### 本文
______________________________
2311802 ランダム
 ホーム | 日記 | プロフィール 【フォローする】 【ログイン】

山梨県歴史文学館 山口素堂とともに

山梨県歴史文学館 山口素堂とともに

【毎日開催】
15記事にいいね!で1ポイント
10秒滞在
いいね! --/--
おめでとうございます!
ミッションを達成しました。
※「ポイントを獲得する」ボタンを押すと広告が表示されます。
x
2019年04月10日
XML

牛田喬修

 明治三十三年(1900)二月十五日武川村柳沢(旧駒城村)五七九番地において、牛田菊次郎の長男として生まれた。
 生来から画才があり、小学校を卒業すると上京し、大正三年(1914)私立東京中学校に進学した。学生時代から芹田劉生、木村荘八の草土社の影響を受けたため、草土社風の絵を多く画いた。
 山梨師範学校在学中は美術担当の矢崎好幸の門下生の逸材として、画才を伸ばし、大正の末期土屋義郎を中心とした山梨美術団体の草分けでもある赤蓼会に所属した。この会は春陽会系統の集まりで教員出身の画家が多かった。赤蓼会は大正十二年(1923)十月第一回展を甲府商工会議所で開いている。メンバーは、土屋義郎、進藤章、田中常太郎、山村正次、牛田喬修等七人ほどであった。その後も毎年一回グループ展をお城の機山館、柳町の創生館、錦町の永井呉服店の二階等で開催した。当時草土社風の絵が赤蓼会を通じて県下の図画教育に大きく影響して随分流行した。このグループは教員であったことも大いに関係していたことであろう。
牛田喬修はこのころから既に県下有名画家の一員として頭角を表わすところとなり、昭和五年(1930)「卓上静物」が第八回春陽会に見事、入選した。これを契機として発進して上京した。昭和七年、三十二歳の時である。
このころは土屋義郎、進藤章等の上京していたこともかなり影響したことであろう。三人は一九〇〇年生まれの同年輩である。中央画壇において活躍し、良き師を得て精進を重ねた。
______________________________
### 表示された行
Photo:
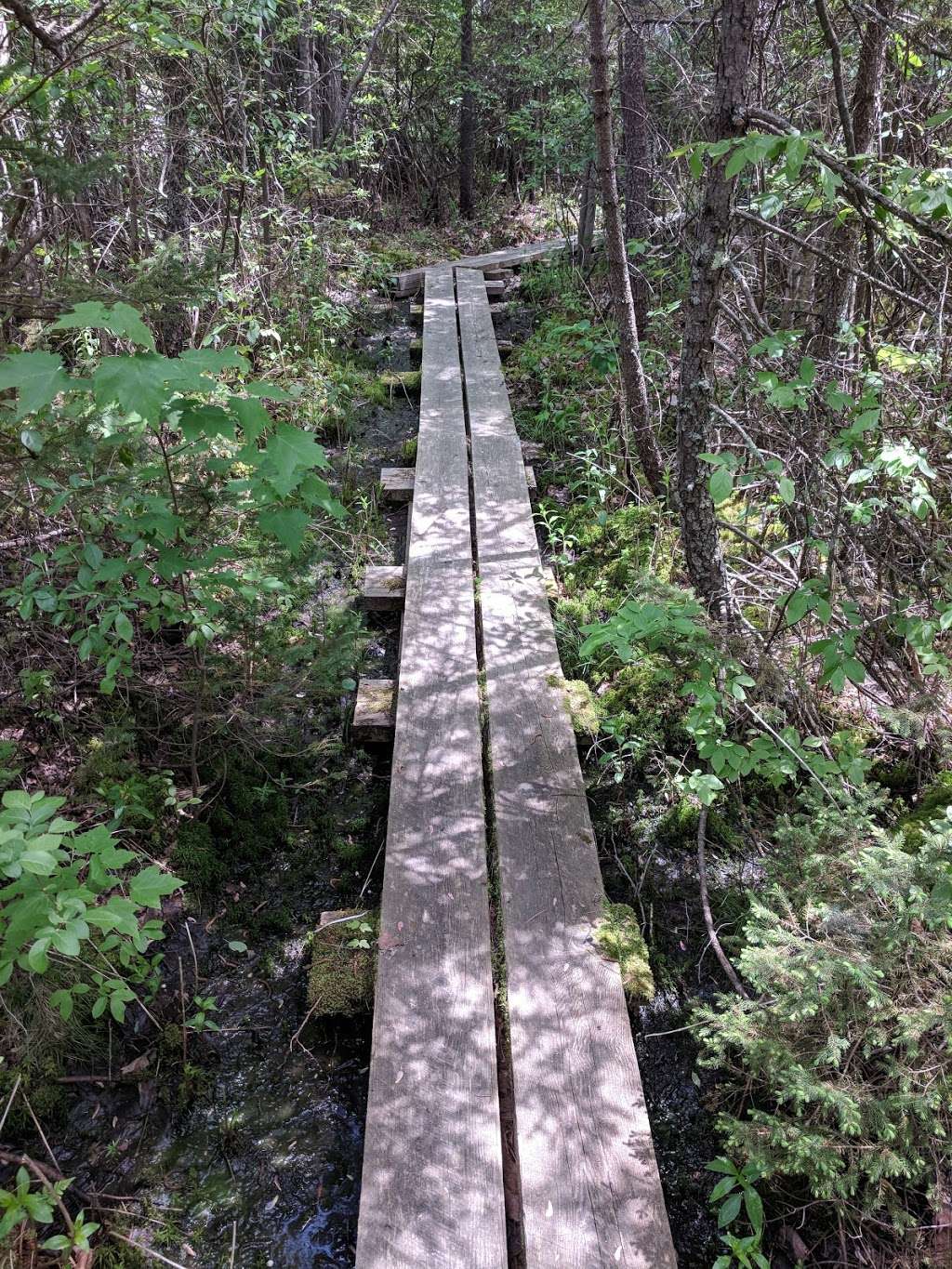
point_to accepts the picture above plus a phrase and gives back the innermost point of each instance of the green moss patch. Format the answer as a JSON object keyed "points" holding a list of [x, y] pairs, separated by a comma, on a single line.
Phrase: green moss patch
{"points": [[343, 963], [618, 935], [932, 805], [580, 705]]}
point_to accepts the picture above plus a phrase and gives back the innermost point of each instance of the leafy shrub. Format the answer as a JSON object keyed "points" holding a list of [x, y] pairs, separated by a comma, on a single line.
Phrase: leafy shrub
{"points": [[841, 1063], [72, 909]]}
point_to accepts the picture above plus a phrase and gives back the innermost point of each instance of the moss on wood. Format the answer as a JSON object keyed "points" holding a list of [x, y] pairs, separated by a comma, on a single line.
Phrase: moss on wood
{"points": [[343, 963], [618, 935]]}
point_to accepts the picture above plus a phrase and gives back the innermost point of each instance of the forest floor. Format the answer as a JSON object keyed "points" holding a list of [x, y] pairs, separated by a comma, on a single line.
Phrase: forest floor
{"points": [[250, 1134]]}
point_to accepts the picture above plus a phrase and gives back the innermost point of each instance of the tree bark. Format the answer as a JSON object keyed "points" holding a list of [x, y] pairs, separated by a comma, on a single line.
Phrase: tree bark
{"points": [[860, 119], [587, 216], [635, 416], [702, 546], [638, 163], [173, 329], [468, 113]]}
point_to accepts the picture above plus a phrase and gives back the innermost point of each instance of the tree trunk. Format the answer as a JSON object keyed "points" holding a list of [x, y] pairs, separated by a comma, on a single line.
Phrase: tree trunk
{"points": [[173, 327], [587, 216], [635, 419], [638, 164], [468, 114], [702, 546], [860, 119]]}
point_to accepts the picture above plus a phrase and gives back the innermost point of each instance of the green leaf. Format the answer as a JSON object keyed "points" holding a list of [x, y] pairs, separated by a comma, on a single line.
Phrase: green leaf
{"points": [[287, 524], [124, 627], [722, 1188], [291, 453], [149, 886], [252, 416], [754, 1209], [37, 957], [38, 378], [729, 1212], [138, 385], [197, 419], [736, 163], [214, 361], [721, 485], [118, 319]]}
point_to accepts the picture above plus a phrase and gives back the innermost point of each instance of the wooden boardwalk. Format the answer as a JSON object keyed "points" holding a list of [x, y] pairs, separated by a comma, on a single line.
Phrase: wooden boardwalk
{"points": [[433, 1167], [511, 257], [588, 1184]]}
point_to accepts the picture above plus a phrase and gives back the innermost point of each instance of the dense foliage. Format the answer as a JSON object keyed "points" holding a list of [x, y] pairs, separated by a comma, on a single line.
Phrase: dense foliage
{"points": [[743, 410]]}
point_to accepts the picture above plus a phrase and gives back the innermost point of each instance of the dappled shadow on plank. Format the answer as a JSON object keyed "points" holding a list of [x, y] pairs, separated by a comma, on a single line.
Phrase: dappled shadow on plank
{"points": [[431, 1177], [590, 1191]]}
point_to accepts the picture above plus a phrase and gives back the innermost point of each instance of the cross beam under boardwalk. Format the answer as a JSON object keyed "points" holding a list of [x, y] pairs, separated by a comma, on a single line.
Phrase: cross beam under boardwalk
{"points": [[590, 1191], [431, 1191]]}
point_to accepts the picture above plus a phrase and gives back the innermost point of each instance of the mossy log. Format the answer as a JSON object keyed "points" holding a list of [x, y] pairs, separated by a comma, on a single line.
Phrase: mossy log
{"points": [[343, 963], [618, 935]]}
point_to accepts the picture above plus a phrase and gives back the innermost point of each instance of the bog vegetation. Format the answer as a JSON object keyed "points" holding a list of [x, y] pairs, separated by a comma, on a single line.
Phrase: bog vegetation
{"points": [[739, 382]]}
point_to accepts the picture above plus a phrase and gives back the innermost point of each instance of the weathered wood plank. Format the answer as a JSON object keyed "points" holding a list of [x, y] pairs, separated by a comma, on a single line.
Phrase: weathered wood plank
{"points": [[590, 1189], [384, 587], [409, 284], [431, 1177], [396, 483], [374, 711]]}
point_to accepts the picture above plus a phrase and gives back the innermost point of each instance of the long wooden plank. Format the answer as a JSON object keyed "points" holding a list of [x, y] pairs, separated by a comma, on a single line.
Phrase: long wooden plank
{"points": [[590, 1191], [409, 284], [431, 1192]]}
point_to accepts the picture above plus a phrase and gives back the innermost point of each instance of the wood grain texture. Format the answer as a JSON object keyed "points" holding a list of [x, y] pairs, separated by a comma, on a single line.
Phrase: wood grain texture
______________________________
### 作業の目的
上にある牛田喬修についての本文から、「ミッションを達成しました。」から「を受けたため、草土社風の絵を多く画いた。」までの部分を一字も変えずに抜き出すこと。

### 作業の結果
ミッションを達成しました。
※「ポイントを獲得する」ボタンを押すと広告が表示されます。
x
2019年04月10日
XML

牛田喬修

 明治三十三年(1900)二月十五日武川村柳沢(旧駒城村)五七九番地において、牛田菊次郎の長男として生まれた。
 生来から画才があり、小学校を卒業すると上京し、大正三年(1914)私立東京中学校に進学した。学生時代から芹田劉生、木村荘八の草土社の影響を受けたため、草土社風の絵を多く画いた。